┌─ RAW DATA

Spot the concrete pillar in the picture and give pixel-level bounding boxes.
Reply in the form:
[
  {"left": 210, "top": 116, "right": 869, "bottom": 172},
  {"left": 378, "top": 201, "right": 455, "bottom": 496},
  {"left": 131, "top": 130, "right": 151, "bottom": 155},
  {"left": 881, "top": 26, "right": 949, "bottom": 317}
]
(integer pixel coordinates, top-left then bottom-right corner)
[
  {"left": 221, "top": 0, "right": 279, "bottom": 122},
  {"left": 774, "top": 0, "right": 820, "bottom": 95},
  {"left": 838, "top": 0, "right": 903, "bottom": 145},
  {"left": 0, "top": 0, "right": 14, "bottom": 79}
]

└─

Output the entries above exactly as they appear, line for line, with nothing changed.

Spot the concrete pillar in the picture and give pixel-level bounding boxes.
Reply in the form:
[
  {"left": 210, "top": 116, "right": 869, "bottom": 172},
  {"left": 378, "top": 201, "right": 455, "bottom": 496},
  {"left": 131, "top": 130, "right": 151, "bottom": 155},
  {"left": 881, "top": 26, "right": 949, "bottom": 317}
]
(integer pixel coordinates, top-left then bottom-right corner)
[
  {"left": 221, "top": 0, "right": 279, "bottom": 122},
  {"left": 774, "top": 0, "right": 820, "bottom": 95},
  {"left": 838, "top": 0, "right": 903, "bottom": 145},
  {"left": 0, "top": 0, "right": 14, "bottom": 79}
]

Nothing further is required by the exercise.